Exercises
**a)** In two sentences, summarize the article on donating genomic data.
**b)** According to the article on donating genomic data, which organization will initially collect and manage the data?
**c)** Extend the article on donating genomic data with the paragraphs that would come after its final quotation.

Extract provided
++++++++++++++++++++

Open-sourcing your genomic data

People interested in donating their own genomic data to science should check out a new standard informed consent form that will let them route some or all of their genetic data to researchers.  The goal of the Portable Legal Consent is to create a shared, open-source repository of that data.

The ability to give such data to science at large has been a subject of debate lately. Often a person’s medical data is used for one specific research purpose but is off-limits for anything else.  In this big data era where there are more tools to sort and analyse huge amounts of information, the accessibility of a big genomic data pool for many projects could be a boon to researchers looking to cure  diseases or just better understand human biology.

Donating data now is harder than you think

John Wilbanks, the senior fellow at the Ewing Marion Kauffman Foundation who is spearheading this effort said via email:

Right now, if you were to want to donate your health data, it’s actually kind of hard to make sure that your data is usable. Even if you were to post your data, unless you had undergone an informed consent process to make sure you understood what you were doing (in a regulatory sense) then researchers are likely to stay away from it. Informed consent and research ‘protocols’ have to be approved by a Institutional Review Board (IRB) that is certified by the government before they are considered to be acceptable.

The idea behind Wilbanks’ Consent to Research project is to let people put their anonymized data into a creative commons-type license for broad use by medical researchers.  In return, there are assurances that their data will be made available for ethical purposes.  Sage Bionetworks, a Seattle-based non-profit research organization will initially collect and manage the data and make it broadly available.

“Typically, researchers collect data that is tied to one study, which can’t be reused or reintegrated into other studies, because they don’t get consent for that kind of reuse. This essentially blocks network effects in health data. But it’s easier to go straight to the public than to get the researchers to change their practices,” Wilbanks said.

++++++++++++++++++++

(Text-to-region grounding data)
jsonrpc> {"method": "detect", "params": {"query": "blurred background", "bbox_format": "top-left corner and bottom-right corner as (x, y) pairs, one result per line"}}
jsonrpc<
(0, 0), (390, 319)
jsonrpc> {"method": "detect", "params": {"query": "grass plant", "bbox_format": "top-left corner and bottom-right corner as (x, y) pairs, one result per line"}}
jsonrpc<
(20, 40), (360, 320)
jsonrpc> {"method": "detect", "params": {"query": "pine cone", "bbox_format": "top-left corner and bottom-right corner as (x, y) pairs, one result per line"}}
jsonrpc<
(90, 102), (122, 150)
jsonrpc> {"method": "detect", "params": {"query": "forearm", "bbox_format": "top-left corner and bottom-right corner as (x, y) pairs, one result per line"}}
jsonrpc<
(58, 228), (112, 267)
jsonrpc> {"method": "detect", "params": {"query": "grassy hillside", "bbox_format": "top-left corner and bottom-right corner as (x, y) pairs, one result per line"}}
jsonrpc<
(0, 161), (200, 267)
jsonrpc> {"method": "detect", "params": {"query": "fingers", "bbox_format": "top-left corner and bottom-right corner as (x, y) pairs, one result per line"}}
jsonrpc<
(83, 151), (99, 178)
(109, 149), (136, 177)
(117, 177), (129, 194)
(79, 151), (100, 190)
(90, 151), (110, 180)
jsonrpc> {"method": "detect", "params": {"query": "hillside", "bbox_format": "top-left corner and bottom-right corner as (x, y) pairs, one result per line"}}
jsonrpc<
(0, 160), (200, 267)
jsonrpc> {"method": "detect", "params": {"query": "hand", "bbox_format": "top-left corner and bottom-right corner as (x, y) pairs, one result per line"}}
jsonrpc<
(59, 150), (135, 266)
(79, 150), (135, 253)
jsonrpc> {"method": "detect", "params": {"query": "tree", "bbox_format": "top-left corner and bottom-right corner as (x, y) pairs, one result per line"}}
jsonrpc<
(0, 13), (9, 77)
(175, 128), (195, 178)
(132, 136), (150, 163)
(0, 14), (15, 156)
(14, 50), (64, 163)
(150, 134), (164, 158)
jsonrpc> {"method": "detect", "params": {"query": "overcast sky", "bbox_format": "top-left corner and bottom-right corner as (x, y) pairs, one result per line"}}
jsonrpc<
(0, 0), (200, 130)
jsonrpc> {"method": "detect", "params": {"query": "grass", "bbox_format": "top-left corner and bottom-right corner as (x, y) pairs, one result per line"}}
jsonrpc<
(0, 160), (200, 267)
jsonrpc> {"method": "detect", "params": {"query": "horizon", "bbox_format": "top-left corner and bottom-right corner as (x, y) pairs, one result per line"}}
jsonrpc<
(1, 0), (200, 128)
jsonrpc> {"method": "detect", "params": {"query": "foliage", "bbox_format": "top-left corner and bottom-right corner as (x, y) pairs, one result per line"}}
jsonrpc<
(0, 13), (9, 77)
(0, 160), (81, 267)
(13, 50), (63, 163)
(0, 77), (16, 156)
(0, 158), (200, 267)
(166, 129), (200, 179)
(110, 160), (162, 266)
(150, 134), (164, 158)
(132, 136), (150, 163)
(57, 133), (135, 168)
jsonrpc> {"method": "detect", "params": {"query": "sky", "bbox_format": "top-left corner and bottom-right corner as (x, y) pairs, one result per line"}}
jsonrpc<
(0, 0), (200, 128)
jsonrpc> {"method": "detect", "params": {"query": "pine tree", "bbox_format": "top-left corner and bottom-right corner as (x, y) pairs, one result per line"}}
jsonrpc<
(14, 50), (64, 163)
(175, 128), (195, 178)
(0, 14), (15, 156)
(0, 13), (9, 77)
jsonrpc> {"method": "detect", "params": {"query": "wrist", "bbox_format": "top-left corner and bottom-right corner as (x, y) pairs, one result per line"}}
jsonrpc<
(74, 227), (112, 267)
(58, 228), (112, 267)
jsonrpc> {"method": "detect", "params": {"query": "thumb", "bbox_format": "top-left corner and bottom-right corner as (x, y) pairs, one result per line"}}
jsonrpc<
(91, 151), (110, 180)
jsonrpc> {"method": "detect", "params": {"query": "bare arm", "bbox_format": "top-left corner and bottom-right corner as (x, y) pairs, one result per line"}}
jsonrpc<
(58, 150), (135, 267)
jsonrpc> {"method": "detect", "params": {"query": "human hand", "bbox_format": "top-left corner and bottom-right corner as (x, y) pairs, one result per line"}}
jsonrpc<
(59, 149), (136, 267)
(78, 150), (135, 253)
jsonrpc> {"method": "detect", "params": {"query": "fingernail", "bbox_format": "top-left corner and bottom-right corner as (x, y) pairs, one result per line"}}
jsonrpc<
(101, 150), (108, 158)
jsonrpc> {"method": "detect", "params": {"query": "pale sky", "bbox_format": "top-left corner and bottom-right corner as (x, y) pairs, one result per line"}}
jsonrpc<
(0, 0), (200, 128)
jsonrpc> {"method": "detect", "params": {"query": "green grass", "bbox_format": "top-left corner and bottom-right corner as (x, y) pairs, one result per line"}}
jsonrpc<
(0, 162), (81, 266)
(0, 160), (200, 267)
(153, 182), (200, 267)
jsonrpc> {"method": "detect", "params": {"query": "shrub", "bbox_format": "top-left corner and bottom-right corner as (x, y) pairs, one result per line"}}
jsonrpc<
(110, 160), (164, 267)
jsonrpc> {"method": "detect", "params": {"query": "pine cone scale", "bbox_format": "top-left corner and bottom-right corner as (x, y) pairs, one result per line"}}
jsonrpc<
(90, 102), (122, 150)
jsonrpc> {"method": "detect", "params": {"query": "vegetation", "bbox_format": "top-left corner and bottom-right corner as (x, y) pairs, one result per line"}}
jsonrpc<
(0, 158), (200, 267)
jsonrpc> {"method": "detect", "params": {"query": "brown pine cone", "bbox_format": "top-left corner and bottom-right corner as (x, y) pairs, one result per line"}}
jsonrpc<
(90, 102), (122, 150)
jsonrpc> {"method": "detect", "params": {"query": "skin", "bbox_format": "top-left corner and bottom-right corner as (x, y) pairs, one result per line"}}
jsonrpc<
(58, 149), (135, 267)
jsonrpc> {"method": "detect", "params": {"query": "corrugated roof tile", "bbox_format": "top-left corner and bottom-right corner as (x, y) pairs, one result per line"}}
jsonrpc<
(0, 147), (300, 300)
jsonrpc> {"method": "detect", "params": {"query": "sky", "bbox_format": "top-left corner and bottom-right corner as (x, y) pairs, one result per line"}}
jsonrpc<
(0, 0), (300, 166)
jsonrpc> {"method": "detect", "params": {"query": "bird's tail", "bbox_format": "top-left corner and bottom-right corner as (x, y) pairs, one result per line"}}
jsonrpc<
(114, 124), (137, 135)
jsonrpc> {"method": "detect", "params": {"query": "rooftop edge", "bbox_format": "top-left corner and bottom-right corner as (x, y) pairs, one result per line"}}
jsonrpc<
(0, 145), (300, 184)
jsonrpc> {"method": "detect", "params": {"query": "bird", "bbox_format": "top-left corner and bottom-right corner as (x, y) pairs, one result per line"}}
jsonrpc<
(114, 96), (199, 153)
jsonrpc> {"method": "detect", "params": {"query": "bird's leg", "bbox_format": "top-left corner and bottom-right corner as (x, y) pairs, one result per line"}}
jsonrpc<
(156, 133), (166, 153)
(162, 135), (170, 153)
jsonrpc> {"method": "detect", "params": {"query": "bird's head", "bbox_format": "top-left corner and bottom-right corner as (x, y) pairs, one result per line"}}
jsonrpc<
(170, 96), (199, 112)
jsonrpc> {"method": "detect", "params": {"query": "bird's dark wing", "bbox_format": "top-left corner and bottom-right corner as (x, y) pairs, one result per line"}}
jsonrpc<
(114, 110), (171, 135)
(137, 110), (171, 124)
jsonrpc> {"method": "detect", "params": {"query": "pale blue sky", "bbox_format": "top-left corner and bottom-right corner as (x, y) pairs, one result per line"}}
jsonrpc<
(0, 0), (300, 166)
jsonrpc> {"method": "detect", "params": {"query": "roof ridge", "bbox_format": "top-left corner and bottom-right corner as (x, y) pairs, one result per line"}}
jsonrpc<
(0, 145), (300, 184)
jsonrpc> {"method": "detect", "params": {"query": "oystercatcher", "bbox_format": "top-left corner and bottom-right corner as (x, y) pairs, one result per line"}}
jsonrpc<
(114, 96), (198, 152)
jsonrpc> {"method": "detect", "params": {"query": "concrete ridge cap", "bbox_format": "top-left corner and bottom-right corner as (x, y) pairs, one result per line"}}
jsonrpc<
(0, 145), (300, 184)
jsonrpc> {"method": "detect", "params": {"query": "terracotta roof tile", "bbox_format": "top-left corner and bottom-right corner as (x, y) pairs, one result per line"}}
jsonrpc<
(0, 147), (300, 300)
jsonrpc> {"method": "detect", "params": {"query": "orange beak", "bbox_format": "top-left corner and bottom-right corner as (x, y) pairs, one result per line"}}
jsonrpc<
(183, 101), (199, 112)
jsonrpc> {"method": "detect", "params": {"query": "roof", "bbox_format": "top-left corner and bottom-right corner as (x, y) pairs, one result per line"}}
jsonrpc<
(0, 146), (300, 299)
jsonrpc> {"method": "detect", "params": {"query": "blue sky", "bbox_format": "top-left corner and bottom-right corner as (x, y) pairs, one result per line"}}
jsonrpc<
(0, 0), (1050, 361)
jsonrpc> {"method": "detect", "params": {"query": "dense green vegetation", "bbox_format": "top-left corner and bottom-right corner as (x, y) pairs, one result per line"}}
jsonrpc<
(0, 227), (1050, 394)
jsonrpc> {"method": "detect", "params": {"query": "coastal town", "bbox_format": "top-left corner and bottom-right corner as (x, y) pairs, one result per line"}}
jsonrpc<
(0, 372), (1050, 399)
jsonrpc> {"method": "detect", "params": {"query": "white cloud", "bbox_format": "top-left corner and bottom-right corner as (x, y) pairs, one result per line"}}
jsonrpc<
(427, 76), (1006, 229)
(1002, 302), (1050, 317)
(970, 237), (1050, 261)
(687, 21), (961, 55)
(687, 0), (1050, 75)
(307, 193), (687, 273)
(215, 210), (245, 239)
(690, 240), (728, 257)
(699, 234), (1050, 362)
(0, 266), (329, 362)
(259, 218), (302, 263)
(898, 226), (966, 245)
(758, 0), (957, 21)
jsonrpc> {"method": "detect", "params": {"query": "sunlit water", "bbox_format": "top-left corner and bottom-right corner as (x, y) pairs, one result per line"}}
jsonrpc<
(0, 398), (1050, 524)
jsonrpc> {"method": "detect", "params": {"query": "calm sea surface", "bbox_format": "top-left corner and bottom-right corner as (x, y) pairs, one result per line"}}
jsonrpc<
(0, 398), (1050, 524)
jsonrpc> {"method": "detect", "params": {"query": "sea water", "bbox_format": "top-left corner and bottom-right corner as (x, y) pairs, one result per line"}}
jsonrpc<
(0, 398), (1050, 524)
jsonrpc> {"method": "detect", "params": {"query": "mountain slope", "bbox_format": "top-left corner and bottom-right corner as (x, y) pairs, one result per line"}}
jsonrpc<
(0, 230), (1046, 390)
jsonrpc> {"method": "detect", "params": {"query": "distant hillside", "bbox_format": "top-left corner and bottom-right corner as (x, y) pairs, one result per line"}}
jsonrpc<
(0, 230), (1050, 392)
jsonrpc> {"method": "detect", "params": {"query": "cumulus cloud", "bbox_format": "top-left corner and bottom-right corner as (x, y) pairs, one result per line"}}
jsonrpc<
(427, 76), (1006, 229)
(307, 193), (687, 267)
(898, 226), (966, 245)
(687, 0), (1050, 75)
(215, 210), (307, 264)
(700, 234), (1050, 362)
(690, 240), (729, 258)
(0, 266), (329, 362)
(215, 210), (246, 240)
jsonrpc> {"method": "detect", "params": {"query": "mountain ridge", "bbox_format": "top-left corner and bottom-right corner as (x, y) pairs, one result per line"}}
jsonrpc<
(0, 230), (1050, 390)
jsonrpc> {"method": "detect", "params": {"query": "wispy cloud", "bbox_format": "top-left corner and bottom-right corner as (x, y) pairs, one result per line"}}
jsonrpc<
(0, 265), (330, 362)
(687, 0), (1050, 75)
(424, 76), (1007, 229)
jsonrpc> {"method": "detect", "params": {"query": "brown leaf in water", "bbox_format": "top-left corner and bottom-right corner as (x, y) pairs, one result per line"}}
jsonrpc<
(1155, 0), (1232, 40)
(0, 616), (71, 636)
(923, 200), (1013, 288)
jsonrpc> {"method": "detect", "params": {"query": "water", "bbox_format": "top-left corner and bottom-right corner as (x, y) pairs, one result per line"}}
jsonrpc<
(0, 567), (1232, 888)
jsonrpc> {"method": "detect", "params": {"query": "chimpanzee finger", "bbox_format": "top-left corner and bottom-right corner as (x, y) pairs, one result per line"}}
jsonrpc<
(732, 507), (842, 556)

++++++++++++++++++++

Expected responses
**a)** A new standard informed consent form called the Portable Legal Consent lets people route some or all of their genetic data to researchers, with the goal of building a shared, open-source repository of that data. John Wilbanks, who is leading the effort, explains that donated health data is hard for researchers to use without an approved informed consent process, and Sage Bionetworks will initially collect, manage, and broadly share the data.

**b)** Sage Bionetworks, a Seattle-based non-profit research organization.

**c)**
With this standardized informed consent system, people with data they want to share can go through the process once, and then upload as much — or as little– of their data as they want.  ”There’s also some technology to de-identify the data (although we make it clear that no one can guarantee anonymity in an age of strong mathematics and data integration) as well as to syndicate the data into a compute environment where researchers can access it,” he said.

The Portable Legal Consent form got ethics approval late last week from the Western Institutional Review board. Interested donors can sign up at the Consent to Research website. (There’s more on the project at  The Economist.)

Back in December, I wrote about this issue after there was a  public plea for people to donate their medical data to science. The argument was that the free flow of such data would do much to further the cause of human wellness.

Do merits outweigh possible abuses?

Still, the notion of turning over your genomic roadmap to research is tricky. Despite wide agreement that such data could help researchers crack the code of diseases, many people still worry about privacy issues and potential abuses of that data. And, some people think that they should share in any profits deriving from breakthroughs medical researchers make by using their data, for example.

The key to making the sharing of private genomic and medical information palatable is that the originators of that data (you, me, that guy over there) need to know what they’re getting into and there needs to be transparency about how researchers will use this data.  This new standardized form looks like a good first step at least for the first part of that equation.